Trecho do texto:
Presidente Jair Bolsonaro chega à cúpula do G20 em Roma, na Itália, em 30 de outubro de 2021
© AP Photo / Domenico Stinellis
Existe uma probabilidade de que essa cena possa interferir nas relações entre os dois países. Mais do que isso, possivelmente a ação do presidente brasileiro foi valorizada no sentido de se acreditar haver uma ideia prévia naquela ação. Porém, o professor acredita que naqueles eventos há muito mais de precariedade na ação do presidente do que propriamente uma ação política deliberada de rejeição do diálogo com o próximo chanceler alemão.
Há três anos que o Brasil está sofrendo consequências da política externa brasileira ou, como preferiu dizer o professor, "na falta de uma política externa brasileira" de uma ação conduzida "com bastante precariedade, com voluntarismo e no sentido oposto ao que o Brasil precisa" na arena internacional.
Tradicionalmente, o SPD tem uma relação muito amistosa com países latino-americanos, especialmente com o Brasil, aponta Arnaldo Cardoso, e esses laços são inclusive pautados por afinidades ideológicas, principalmente com os partidos de esquerda na sociedade brasileira, com destaque para o Partido dos Trabalhadores.
"Nesse sentido, é muito provável que, não tentando corrigir uma ação errática permanente do governo brasileiro no seu relacionamento internacional, isso poderá no último ano do mandato do presidente Bolsonaro ser agravado com a mudança do chanceler na Alemanha", prevê ele.
Viragem para pior na política externa do Brasil?

Seu objetivo: Retome o texto sobre a política externa do Brasil e continue-o a partir da última frase mostrada.

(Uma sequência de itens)

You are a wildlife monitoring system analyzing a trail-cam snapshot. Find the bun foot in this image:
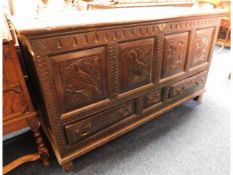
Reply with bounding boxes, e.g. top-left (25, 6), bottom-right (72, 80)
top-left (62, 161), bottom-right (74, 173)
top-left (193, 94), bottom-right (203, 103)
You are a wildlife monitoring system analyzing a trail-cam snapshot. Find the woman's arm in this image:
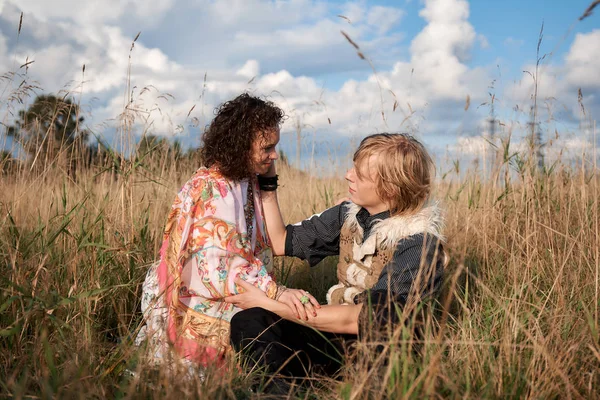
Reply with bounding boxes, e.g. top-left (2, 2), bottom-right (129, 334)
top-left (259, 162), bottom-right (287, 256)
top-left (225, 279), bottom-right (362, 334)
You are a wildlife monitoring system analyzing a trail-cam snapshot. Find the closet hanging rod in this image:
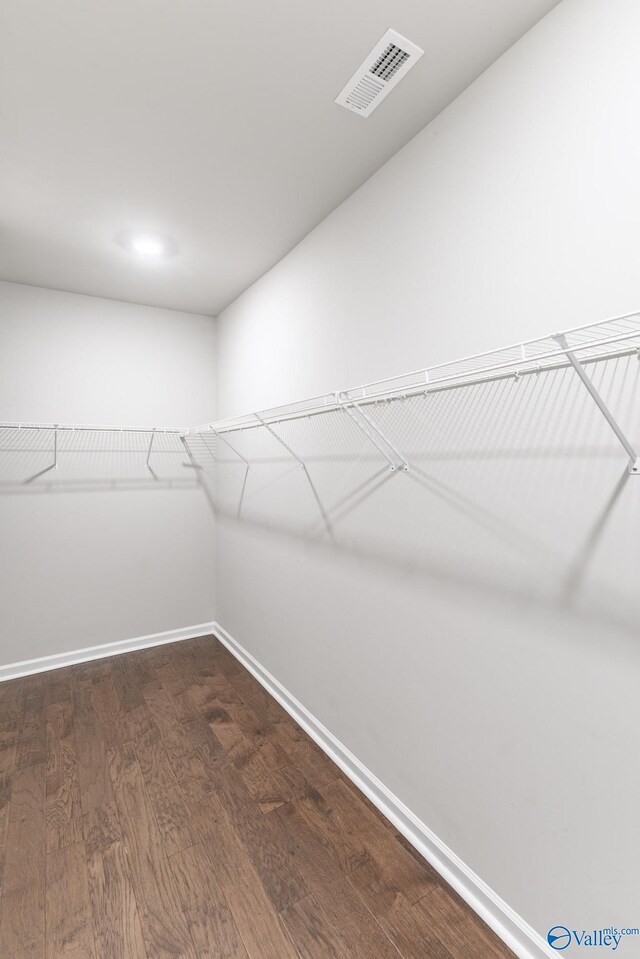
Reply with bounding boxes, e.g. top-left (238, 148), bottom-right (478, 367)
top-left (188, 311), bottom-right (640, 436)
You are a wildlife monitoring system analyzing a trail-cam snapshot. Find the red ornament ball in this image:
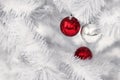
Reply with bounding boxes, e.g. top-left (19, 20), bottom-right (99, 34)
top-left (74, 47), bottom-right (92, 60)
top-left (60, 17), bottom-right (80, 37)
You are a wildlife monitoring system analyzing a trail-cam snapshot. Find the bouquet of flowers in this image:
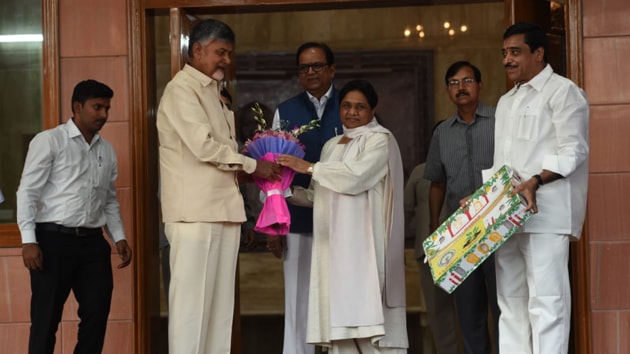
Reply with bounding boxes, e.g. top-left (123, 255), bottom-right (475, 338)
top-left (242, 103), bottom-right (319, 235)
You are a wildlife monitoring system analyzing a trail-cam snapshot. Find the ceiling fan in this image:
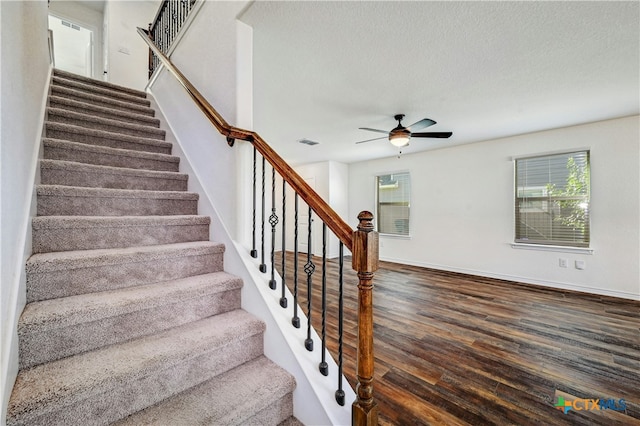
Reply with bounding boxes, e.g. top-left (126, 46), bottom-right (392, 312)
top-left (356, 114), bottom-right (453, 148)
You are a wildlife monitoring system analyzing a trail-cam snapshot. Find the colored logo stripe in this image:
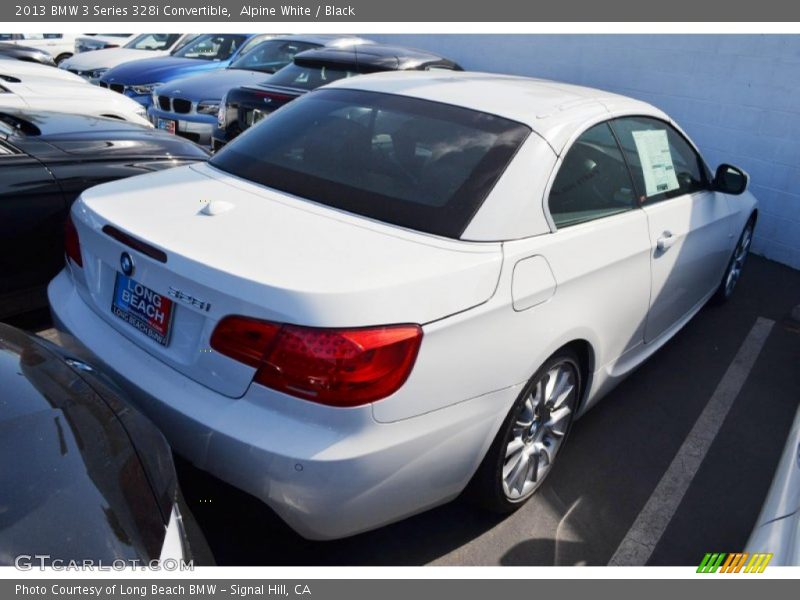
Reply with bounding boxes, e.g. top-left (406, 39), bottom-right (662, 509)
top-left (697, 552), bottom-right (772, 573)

Resposta à tarefa:
Há três anos que essa relação entre Brasil e Alemanha está bastante esfriada, considera o analista. O presidente Bolsonaro e o ex-chanceler Ernesto Araújo fizeram uma série de declarações que produziram "muito mais ruído do que diálogo" com o governo alemão, a ponto de a Alemanha suspender sua cooperação no campo de proteção da Amazônia.
Contudo, pensar que o sucessor da atual líder alemã, Angela Merkel, pode ser uma pedra no sapato de Bolsonaro e do Brasil, que ele se torne um problema, não cabe. Verdadeiramente, ele vê "mais uma continuidade lamentável de uma relação difícil com o mais importante parceiro econômico do Brasil na União Europeia".
Na véspera das eleições para presidente da República e para governos estaduais em 2022, existe um conjunto de sinalizações para uma mudança do governo, afirma o cientista político, e em caso disso a política externa terá de ser profundamente revista.
No governo Bolsonaro, a política externa agravou-se muito tanto devido às dificuldades do Brasil em função de uma política externa e ambiental errática, como por ser vista como uma política mais de destruição do que de preservação do meio ambiente.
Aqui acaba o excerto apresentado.